- **Instructions for the task**: Filter the data below, keeping only the lines that contain the string "field". Copy each matching line unchanged, in its original order.

- **Supplied material**:
— START —

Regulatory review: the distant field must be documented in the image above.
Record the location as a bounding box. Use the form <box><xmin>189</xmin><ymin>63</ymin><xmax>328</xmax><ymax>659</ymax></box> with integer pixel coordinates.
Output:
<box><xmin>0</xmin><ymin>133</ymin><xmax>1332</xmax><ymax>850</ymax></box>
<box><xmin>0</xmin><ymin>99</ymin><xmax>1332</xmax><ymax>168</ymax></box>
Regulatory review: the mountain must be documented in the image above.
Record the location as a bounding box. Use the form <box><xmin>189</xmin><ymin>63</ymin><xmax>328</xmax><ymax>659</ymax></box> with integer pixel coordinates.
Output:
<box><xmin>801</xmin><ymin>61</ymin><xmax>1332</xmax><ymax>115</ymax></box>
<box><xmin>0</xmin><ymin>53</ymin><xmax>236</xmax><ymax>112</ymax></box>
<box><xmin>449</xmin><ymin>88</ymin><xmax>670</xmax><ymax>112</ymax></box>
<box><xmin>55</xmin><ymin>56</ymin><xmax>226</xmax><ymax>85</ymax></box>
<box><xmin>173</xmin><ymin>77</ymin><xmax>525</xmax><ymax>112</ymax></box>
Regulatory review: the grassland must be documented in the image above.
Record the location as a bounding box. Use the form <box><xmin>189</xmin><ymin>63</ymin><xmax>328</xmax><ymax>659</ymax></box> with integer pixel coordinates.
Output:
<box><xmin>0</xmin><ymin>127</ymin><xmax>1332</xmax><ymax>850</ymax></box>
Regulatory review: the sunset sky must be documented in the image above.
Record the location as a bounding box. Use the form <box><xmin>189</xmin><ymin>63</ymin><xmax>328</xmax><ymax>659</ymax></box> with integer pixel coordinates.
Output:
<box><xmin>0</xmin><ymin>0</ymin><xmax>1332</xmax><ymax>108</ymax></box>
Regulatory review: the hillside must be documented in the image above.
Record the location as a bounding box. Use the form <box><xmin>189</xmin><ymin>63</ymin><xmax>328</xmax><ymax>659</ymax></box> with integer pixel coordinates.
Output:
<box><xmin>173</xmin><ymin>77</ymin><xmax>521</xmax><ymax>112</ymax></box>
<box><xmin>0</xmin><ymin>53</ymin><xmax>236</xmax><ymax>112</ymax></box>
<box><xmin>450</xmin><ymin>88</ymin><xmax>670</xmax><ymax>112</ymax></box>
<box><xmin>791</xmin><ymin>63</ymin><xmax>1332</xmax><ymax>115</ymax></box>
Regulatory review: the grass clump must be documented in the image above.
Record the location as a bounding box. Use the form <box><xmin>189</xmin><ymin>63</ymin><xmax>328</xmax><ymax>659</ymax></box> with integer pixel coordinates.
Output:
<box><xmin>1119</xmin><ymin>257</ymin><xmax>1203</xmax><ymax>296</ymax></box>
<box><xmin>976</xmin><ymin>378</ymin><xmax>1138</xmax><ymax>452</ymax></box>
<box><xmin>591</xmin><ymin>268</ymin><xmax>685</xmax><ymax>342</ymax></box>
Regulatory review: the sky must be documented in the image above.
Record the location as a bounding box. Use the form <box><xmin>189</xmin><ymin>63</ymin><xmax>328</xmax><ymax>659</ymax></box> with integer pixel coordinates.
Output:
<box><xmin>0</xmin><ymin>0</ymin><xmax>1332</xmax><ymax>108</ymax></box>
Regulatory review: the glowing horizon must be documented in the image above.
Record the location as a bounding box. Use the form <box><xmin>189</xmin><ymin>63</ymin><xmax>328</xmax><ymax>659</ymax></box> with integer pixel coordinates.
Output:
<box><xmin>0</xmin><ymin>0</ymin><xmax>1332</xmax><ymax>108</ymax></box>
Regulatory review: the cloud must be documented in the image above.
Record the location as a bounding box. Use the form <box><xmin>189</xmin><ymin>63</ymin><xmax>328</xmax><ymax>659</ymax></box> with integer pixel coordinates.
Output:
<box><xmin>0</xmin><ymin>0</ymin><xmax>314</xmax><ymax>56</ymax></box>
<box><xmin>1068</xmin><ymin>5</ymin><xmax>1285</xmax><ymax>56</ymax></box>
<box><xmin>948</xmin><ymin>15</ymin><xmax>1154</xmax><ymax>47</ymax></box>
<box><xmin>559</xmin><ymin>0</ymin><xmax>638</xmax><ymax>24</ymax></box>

— END —
— START —

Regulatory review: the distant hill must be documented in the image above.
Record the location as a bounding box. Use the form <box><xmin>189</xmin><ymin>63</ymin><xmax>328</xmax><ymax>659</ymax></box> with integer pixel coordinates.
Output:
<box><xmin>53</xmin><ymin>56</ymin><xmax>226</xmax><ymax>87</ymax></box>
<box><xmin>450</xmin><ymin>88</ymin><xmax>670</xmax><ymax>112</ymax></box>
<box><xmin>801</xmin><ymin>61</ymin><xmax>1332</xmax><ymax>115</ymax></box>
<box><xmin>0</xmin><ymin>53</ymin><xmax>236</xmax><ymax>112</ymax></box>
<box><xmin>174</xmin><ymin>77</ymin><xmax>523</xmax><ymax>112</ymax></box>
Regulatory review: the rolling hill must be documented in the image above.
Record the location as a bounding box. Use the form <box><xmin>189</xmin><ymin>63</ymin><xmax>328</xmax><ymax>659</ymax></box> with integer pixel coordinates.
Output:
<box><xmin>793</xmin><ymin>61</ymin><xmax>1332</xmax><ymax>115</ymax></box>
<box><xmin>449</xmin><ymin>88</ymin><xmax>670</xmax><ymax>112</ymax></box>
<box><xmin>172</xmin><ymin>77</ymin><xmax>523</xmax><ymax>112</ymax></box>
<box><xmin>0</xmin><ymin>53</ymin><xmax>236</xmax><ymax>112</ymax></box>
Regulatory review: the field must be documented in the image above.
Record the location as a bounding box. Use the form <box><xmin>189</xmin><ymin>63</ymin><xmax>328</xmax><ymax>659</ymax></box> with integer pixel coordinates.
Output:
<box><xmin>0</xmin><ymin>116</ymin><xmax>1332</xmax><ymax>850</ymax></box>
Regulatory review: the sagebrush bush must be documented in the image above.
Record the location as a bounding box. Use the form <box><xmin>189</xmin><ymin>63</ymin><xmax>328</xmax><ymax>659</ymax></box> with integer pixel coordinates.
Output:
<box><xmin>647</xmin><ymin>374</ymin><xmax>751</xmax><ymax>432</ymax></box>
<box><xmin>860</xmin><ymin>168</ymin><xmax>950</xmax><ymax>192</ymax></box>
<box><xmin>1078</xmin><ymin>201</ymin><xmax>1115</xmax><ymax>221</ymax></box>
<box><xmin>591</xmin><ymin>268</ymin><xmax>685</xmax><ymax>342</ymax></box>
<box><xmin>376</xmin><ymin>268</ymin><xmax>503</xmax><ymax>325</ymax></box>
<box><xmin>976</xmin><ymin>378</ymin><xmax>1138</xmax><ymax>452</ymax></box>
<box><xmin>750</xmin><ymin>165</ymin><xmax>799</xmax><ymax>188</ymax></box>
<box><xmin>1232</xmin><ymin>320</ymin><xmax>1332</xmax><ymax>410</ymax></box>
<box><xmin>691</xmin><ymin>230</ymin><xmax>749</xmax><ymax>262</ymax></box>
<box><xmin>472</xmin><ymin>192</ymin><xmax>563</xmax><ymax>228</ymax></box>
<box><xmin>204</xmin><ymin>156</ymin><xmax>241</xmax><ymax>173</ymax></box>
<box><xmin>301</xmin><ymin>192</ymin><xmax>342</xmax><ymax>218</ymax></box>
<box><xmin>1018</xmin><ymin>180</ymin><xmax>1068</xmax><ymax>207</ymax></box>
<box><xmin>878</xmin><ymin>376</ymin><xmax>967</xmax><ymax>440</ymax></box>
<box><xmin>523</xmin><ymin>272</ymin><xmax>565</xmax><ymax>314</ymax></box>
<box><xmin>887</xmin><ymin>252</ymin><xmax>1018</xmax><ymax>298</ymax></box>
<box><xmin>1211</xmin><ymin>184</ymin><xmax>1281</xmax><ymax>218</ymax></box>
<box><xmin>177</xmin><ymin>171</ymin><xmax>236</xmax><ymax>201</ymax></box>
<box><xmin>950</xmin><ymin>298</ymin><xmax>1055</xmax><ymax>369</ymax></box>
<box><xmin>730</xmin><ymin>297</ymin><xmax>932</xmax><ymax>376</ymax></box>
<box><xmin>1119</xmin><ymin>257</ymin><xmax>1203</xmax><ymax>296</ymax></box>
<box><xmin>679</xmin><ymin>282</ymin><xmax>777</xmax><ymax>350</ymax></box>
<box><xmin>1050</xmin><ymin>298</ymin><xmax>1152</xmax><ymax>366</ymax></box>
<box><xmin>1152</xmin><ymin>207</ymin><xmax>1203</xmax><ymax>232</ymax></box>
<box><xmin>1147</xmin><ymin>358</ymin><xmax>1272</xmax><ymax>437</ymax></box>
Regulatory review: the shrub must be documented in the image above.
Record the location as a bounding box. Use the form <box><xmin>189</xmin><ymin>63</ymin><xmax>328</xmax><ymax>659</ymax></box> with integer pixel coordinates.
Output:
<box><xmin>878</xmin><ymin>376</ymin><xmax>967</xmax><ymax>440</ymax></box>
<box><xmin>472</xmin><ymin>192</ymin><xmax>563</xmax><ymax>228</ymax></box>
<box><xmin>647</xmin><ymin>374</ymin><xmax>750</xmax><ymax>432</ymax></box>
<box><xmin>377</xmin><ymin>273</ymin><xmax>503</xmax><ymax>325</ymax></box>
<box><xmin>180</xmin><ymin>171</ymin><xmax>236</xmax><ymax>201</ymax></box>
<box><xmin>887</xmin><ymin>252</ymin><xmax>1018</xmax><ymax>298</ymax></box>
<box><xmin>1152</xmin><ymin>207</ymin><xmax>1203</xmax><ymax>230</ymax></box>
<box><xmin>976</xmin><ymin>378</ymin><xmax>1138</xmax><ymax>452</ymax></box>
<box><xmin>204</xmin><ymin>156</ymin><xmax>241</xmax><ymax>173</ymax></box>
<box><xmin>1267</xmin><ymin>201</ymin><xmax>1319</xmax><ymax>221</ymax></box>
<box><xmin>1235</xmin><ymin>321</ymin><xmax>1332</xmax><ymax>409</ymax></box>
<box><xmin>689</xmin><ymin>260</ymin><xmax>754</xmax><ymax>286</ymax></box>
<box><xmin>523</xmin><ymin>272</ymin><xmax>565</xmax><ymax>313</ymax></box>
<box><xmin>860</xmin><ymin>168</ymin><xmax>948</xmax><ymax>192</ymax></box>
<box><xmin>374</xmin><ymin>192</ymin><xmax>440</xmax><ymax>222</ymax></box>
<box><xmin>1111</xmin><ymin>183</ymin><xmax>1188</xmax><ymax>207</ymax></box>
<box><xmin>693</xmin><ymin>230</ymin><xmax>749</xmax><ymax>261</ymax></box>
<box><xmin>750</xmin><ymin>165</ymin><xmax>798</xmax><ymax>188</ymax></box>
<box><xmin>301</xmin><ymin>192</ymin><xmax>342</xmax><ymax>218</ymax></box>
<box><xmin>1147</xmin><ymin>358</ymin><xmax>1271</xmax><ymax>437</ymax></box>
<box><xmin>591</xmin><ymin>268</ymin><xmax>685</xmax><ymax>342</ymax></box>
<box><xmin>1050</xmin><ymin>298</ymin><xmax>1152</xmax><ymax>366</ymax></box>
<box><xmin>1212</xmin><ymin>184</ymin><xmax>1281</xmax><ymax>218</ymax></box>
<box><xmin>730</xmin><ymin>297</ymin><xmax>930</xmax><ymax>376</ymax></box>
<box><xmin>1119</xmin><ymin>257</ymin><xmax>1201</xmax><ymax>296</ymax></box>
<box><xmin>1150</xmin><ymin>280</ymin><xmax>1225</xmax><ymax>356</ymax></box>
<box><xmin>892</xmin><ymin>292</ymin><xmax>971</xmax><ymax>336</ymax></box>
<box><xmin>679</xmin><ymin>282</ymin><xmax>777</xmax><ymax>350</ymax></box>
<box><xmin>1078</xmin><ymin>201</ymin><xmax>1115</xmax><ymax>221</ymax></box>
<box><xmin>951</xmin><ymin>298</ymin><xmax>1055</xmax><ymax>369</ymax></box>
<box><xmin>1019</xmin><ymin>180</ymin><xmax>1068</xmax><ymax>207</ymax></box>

— END —

- **Exercise result**:
Regulatory review: the distant field must be documented in the image above.
Regulatory review: the field must be documented in the image above.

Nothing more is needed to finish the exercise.